§ **What the exercise asks**
Where the records below reach the line containing "Target: pink nose", start transcribing, and end with the line containing "Could you point to the mountain", exactly and with nothing else added.

[Collection entries]
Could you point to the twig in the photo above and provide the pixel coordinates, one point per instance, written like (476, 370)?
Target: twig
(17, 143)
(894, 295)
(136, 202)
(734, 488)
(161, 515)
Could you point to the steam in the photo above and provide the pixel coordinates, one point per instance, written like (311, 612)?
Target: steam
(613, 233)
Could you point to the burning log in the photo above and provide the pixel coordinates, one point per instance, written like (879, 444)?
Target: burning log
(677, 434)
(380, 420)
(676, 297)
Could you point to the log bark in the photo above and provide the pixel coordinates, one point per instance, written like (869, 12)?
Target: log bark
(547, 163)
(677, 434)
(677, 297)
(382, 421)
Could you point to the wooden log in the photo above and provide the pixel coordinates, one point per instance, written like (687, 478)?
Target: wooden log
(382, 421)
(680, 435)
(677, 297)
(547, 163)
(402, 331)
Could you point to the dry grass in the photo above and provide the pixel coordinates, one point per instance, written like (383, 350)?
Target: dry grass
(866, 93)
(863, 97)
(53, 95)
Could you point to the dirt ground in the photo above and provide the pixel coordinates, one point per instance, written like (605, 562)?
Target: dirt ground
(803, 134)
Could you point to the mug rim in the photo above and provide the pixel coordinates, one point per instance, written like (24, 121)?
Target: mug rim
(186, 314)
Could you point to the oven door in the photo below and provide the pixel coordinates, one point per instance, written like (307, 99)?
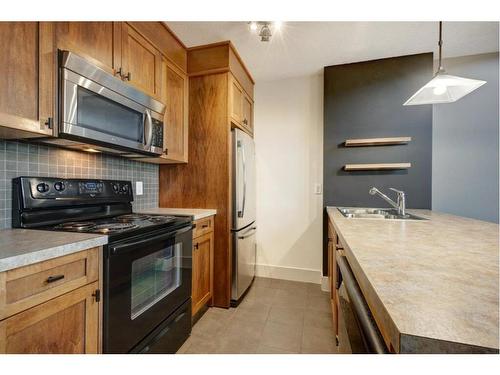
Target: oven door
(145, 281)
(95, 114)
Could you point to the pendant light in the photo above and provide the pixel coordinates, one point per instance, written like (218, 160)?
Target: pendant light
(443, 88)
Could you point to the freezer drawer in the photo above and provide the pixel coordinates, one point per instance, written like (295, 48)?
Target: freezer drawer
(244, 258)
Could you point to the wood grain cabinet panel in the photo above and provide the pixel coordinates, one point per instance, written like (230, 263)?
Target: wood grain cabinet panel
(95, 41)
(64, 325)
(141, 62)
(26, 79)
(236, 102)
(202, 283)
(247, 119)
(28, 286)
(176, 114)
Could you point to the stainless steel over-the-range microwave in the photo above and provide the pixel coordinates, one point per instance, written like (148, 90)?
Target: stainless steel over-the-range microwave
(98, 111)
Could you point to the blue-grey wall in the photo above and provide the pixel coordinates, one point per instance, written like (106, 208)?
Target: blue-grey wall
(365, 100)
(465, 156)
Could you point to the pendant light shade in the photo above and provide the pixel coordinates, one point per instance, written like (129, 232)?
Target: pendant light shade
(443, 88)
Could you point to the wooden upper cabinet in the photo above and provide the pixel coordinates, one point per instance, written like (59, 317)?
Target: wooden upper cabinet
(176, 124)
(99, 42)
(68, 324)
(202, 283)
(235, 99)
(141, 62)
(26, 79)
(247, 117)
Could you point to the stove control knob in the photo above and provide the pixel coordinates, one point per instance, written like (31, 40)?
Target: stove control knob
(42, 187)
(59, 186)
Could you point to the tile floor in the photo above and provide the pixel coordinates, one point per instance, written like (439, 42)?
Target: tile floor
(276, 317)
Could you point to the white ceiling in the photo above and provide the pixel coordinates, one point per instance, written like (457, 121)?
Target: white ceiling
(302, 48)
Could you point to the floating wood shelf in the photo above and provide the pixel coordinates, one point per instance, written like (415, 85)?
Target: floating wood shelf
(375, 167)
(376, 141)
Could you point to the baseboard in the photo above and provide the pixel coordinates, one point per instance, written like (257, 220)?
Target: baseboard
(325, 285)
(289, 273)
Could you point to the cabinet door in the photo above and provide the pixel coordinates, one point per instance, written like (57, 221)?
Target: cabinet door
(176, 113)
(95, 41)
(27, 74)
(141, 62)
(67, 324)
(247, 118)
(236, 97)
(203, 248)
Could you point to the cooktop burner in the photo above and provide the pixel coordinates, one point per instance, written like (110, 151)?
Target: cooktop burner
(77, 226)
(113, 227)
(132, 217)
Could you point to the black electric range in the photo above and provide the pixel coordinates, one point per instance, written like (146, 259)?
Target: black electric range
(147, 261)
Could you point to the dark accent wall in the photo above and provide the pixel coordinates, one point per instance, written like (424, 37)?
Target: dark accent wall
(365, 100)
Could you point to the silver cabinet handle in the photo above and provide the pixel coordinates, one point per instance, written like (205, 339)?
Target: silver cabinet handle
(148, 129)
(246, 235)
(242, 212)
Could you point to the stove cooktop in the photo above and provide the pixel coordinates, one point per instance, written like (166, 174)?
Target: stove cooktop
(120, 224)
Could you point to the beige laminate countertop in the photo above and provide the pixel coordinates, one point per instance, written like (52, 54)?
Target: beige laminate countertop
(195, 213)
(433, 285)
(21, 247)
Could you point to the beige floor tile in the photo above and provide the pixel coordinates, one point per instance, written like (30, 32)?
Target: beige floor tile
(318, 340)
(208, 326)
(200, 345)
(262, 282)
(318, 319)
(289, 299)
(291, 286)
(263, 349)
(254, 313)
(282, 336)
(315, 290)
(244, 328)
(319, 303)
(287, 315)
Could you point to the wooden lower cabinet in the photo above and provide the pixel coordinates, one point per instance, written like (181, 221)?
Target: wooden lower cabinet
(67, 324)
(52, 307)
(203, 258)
* * *
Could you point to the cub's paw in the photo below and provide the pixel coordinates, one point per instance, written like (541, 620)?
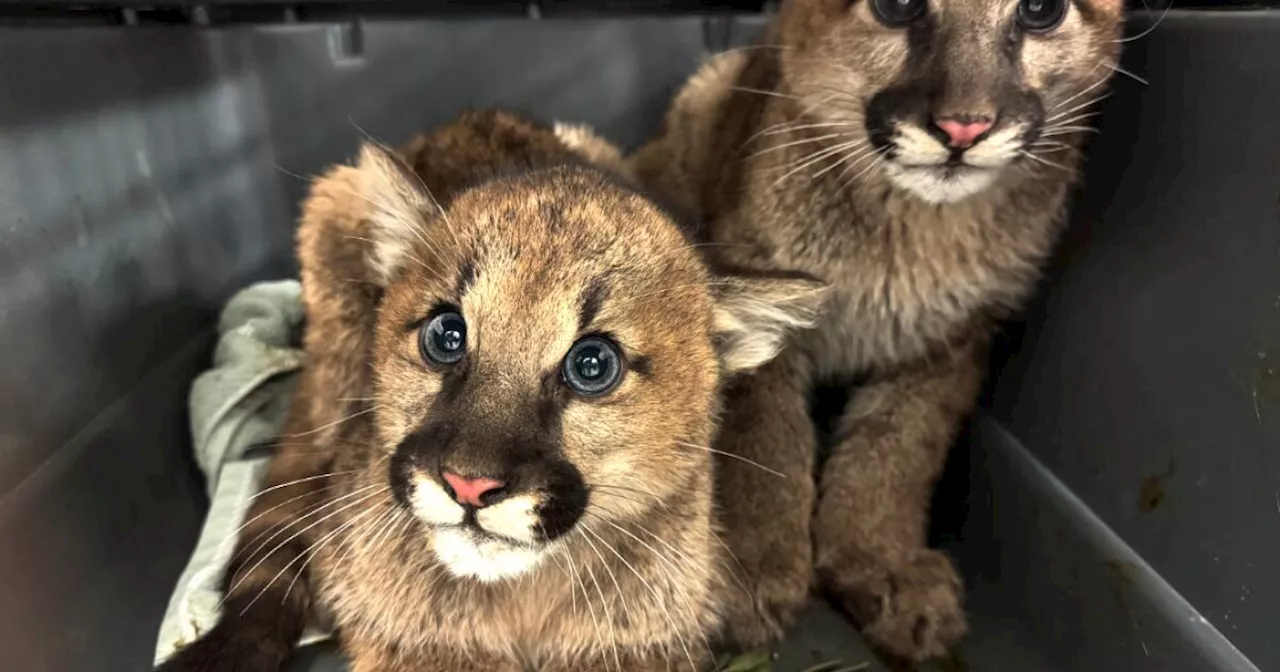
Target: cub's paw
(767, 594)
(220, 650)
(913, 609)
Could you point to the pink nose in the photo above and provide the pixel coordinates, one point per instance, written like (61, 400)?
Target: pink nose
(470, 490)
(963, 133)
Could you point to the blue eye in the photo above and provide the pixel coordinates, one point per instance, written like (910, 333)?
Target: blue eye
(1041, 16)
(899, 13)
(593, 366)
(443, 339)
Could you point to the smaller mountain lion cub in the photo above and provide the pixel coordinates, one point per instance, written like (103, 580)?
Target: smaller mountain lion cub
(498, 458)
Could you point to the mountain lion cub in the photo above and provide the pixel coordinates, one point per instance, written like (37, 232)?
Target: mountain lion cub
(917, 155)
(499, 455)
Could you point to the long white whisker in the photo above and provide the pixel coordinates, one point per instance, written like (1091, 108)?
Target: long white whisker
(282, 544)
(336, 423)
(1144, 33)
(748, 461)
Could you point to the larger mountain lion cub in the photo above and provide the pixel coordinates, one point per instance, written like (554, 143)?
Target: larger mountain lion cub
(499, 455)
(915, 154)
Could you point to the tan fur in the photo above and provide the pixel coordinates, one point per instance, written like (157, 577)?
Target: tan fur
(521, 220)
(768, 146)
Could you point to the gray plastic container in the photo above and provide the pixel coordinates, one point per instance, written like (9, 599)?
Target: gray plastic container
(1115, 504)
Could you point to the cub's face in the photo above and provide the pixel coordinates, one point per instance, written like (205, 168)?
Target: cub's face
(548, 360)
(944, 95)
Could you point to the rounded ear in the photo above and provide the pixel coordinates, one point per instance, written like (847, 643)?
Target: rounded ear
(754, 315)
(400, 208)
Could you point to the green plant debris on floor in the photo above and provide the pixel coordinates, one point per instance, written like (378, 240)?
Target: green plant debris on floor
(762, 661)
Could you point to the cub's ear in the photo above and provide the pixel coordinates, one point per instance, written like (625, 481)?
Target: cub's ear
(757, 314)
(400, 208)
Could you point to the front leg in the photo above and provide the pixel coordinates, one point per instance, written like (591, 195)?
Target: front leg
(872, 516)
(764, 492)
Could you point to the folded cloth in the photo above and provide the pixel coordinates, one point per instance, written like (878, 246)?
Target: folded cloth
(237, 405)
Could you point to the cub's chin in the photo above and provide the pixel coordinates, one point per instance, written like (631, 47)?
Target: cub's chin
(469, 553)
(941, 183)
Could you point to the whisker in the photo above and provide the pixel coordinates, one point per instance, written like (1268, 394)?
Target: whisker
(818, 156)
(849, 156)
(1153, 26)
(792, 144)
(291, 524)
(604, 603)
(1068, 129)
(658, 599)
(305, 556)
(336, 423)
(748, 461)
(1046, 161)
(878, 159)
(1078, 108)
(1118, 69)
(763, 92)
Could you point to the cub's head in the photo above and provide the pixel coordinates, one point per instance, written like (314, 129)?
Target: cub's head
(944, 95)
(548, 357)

§ **Reply**
Target: pink nose
(470, 490)
(963, 133)
Could you point to the blue eye in the photo above and provide the pixel coordinates, one point per instance, written like (910, 333)?
Target: blue eye
(1041, 16)
(899, 13)
(593, 366)
(443, 339)
Could you point to the smaller mountain lion cub in the photo above and provide the pixel coordinates, one point per instance, written like (103, 580)?
Target: smaller mountain lion cub
(498, 458)
Could you point to the mountain lion cub in the photo above and provide the pixel coordinates, one point per instance, written like (37, 232)?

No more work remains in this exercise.